[Excerpt to read start]

Why not call json_serialized_object() here?

> +
>      case JSON_NULL:
>      case JSON_FALSE:
>      case JSON_TRUE:
> @@ -664,9 +685,11 @@ json_equal(const struct json *a, const struct json *b)
>          return json_equal_array(&a->array, &b->array);
>
>      case JSON_STRING:
> -    case JSON_SERIALIZED_OBJECT:
>          return !strcmp(json_string(a), json_string(b));
>
> +    case JSON_SERIALIZED_OBJECT:
> +        return !strcmp(a->str_ptr, b->str_ptr);
> +
>      case JSON_NULL:
>      case JSON_FALSE:
>      case JSON_TRUE:
> @@ -1000,7 +1023,8 @@ json_string_escape(const char *in, struct ds *out)
>  {
>      struct json json = {
>          .type = JSON_STRING,
> -        .string = CONST_CAST(char *, in),
> +        .storage_type = JSON_STRING_DYNAMIC,
> +        .str_ptr = CONST_CAST(char *, in),
>      };
>      json_to_ds(&json, 0, out);
>  }
> @@ -1064,7 +1088,7 @@ struct json *
>  json_from_serialized_object(const struct json *json)
>  {
>      ovs_assert(json->type == JSON_SERIALIZED_OBJECT);
> -    return json_from_string(json_string(json));
> +    return json_from_string(json->str_ptr);
>  }
>
>  /* Reads the file named 'file_name', parses its contents as a JSON object or
> @@ -1660,7 +1684,7 @@ json_serialize(const struct json *json, struct json_serializer *s)
>          break;
>
>      case JSON_SERIALIZED_OBJECT:
> -        ds_put_cstr(ds, json_string(json));
> +        ds_put_cstr(ds, json->str_ptr);

Same as above for json_serialized_object()

[Excerpt to read end]

--- Short problem 1 ---
In the code review excerpt, which function does the reviewer ask why it isn't called?
The rows have nothing to do with the code review excerpt.

[Available data start]

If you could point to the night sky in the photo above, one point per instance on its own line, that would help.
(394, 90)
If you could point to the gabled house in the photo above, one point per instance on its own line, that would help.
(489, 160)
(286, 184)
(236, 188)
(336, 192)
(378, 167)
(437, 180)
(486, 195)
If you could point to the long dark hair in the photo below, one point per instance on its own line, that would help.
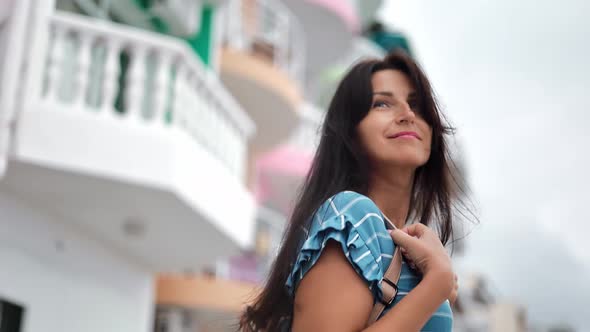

[Available data end]

--- Short problem 2 ---
Retype every line of the rows in Block 1 without changes, leaving out the picture.

--- Exercise solution 1 ---
json_serialized_object()

--- Exercise solution 2 ---
If you could point to the night sky in the photo above, one point per instance on its own line, that would help.
(394, 90)
If you could point to the gabled house in the photo above, one point per instance on its own line, that would help.
(489, 160)
(286, 184)
(236, 188)
(336, 192)
(378, 167)
(437, 180)
(486, 195)
If you could point to the long dark hair in the photo below, one point per instance on its own line, that would help.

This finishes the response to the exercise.